_Aim of the exercise_. Up to and including the final line, retype each line of the records below, starting with the one that contains "Note: for every instance of the stainless".

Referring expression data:

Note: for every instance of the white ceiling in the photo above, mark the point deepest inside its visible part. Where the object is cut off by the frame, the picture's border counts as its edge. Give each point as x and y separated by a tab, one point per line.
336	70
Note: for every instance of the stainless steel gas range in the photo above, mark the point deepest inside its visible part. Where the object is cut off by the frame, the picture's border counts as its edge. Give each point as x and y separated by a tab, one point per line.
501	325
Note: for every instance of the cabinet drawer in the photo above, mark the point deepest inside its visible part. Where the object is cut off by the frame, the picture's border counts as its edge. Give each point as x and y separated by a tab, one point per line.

_Written reply_.
Note: for every instance of the stainless steel gas range in the photo above, mark the point deepest inside its visible part. Where the object is cut off by the frame, the picture's border counts as its edge. Give each point as x and y separated by a tab, one point per line.
501	325
Note: for every instance of the cabinet drawer in the photo above, mark the point deepest inside its visible part. Where the object is cut off by the frame, the picture's border counts as its edge. Give each point as x and y separated by a tab, one point per line.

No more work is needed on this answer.